Arbeitsauftrag:
Beantworte bitte mit dem Auszug über Lebensmittelabfälle diese Fragen:
(a) Welche Funktion hat Stig Tanzmann bei Brot für die Welt?
(b) Welcher Anteil aller Lebensmittelabfälle ist laut der Studie des Thünen Instituts theoretisch vermeidbar?
(c) Wo wird nach der Strategie des Instituts der größte Anteil an Lebensmitteln verschwendet?

Textauszug:
.....
Dieser Anstieg ist für Stig Tanzmann, Referent für Landwirtschaft bei Brot für die Welt, ein Skandal. "Oft ist das nur eine Folge von Gedankenlosigkeit", sagt er. Denn schon durch wenige Maßnahmen könne dagegen einiges unternommen werden.
Gelöst ist das Problem in Deutschland lange nicht
Mehr als die Hälfte aller Lebensmittelabfälle sind theoretisch vermeidbar. Das geht aus einer Studie des Thünen Instituts hervor. Das Institut forscht für Politik und Gesellschaft in Fragen der Land- und Ernährungswirtschaft. Es erarbeitete im Auftrag des Bundeslandwirtschaftsministeriums eine Strategie, wie Lebensmittelabfälle verringert werden können. Aus ihr geht hervor, dass der größte Anteil an Lebensmitteln in den Haushalten verschwendet wird. Doch auch Gastronomie und Handel haben demnach enorme Einsparungspotenziale.
.....
Aufgeführte Einträge:
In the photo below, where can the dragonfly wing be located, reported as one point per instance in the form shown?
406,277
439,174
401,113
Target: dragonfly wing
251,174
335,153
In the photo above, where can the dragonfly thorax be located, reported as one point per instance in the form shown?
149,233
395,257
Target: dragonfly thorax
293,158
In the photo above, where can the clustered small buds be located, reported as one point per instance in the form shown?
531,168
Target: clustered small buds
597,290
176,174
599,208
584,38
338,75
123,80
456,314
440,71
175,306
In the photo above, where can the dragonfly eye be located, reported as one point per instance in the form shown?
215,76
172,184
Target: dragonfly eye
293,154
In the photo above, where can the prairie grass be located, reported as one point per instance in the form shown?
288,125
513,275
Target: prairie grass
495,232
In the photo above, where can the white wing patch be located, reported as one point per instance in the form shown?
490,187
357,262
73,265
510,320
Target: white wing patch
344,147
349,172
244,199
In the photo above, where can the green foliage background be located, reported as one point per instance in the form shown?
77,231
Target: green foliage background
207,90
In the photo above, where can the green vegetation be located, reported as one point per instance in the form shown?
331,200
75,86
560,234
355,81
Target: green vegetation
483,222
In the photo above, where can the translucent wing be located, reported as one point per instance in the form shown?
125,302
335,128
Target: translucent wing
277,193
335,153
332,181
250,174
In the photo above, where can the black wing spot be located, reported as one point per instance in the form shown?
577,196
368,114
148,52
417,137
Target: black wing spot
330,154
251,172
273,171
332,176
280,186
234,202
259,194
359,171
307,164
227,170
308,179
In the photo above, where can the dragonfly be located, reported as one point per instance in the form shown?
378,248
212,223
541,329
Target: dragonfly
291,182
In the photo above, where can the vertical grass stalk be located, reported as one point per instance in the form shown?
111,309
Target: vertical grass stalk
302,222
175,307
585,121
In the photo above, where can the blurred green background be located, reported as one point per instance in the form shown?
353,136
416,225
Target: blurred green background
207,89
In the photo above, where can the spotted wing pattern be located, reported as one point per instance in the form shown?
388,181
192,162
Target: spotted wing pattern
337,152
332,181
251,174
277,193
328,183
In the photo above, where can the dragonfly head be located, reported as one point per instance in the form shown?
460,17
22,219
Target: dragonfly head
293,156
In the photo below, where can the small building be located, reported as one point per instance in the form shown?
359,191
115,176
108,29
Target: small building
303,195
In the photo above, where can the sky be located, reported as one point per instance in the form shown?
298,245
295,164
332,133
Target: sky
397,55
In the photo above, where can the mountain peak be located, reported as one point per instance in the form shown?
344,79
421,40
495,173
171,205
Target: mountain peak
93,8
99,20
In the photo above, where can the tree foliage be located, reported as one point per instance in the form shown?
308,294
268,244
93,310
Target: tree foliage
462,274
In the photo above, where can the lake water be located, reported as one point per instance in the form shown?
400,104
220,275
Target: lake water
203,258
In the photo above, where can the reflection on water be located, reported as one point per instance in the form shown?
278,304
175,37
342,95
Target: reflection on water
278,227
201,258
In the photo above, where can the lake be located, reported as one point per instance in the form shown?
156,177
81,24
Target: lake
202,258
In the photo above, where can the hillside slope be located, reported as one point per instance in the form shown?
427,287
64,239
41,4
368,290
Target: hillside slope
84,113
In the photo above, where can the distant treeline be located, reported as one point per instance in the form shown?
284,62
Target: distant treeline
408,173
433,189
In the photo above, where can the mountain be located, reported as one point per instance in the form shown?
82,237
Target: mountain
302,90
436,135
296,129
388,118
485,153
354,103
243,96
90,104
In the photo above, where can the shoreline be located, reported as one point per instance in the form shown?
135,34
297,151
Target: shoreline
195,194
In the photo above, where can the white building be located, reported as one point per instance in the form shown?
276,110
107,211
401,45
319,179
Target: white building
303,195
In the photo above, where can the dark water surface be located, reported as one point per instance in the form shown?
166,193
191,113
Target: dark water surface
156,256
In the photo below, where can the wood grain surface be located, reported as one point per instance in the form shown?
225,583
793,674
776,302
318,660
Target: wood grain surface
.....
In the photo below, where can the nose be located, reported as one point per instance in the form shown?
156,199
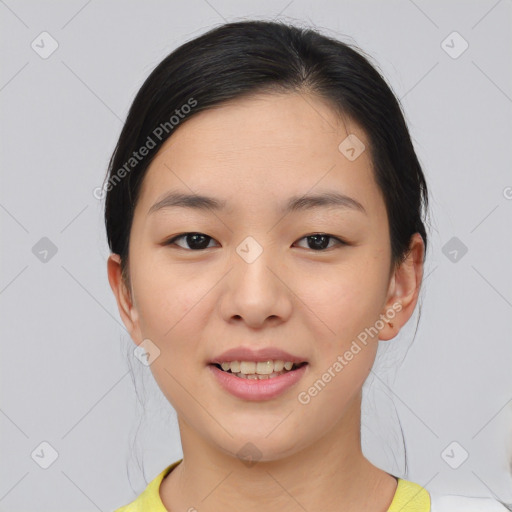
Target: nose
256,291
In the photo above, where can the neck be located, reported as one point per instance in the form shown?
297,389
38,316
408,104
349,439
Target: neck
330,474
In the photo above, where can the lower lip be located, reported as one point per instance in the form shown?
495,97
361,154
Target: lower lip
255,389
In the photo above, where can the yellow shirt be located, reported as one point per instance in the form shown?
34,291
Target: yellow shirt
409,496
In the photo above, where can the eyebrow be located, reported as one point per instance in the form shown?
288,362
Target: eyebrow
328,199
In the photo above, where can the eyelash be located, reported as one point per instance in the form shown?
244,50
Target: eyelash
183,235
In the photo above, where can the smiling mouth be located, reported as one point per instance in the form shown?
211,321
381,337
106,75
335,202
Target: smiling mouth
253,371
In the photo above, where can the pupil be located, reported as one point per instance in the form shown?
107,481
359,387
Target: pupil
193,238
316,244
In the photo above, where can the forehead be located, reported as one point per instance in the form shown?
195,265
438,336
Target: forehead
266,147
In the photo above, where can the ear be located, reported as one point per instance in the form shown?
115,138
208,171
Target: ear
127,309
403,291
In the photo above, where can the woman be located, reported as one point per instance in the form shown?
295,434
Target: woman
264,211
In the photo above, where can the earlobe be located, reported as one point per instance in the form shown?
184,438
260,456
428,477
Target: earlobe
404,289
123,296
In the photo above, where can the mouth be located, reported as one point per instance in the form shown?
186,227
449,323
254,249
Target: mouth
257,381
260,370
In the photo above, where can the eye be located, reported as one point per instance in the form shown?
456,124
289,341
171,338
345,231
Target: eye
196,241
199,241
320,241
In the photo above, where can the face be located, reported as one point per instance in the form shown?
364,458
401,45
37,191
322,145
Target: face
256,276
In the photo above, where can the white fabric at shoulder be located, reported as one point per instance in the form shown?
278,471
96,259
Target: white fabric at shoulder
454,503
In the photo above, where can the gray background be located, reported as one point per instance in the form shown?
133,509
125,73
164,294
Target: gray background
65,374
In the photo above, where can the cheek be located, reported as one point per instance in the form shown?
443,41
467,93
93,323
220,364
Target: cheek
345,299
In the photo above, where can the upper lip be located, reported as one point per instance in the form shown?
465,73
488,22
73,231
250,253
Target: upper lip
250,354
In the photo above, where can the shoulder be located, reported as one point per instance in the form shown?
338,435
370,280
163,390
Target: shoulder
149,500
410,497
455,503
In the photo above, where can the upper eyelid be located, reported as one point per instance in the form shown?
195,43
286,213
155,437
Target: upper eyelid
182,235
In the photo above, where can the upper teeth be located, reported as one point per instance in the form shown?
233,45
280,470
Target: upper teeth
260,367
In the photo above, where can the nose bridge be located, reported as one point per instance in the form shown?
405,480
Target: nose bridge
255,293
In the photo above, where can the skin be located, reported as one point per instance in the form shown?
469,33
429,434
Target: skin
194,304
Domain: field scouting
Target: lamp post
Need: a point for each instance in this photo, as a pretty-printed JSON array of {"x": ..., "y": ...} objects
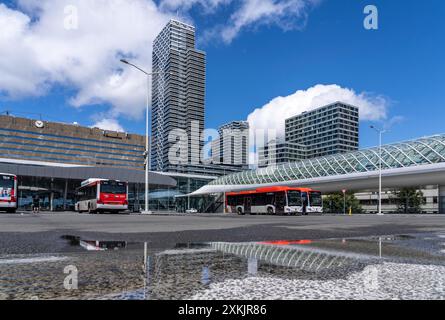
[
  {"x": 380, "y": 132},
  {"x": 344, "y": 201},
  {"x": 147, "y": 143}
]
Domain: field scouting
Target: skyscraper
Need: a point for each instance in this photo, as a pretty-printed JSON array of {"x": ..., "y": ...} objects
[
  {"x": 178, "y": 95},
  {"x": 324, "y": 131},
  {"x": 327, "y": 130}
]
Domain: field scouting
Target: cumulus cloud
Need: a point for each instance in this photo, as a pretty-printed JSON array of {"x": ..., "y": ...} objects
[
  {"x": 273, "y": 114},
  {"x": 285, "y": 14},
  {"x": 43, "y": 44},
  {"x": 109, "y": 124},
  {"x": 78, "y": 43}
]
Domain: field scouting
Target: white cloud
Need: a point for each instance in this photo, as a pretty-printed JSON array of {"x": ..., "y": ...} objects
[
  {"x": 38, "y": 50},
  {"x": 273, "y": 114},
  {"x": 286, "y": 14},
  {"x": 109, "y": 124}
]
.....
Erwartete Antwort:
(a) Er ist Referent für Landwirtschaft.
(b) Mehr als die Hälfte.
(c) In den Haushalten.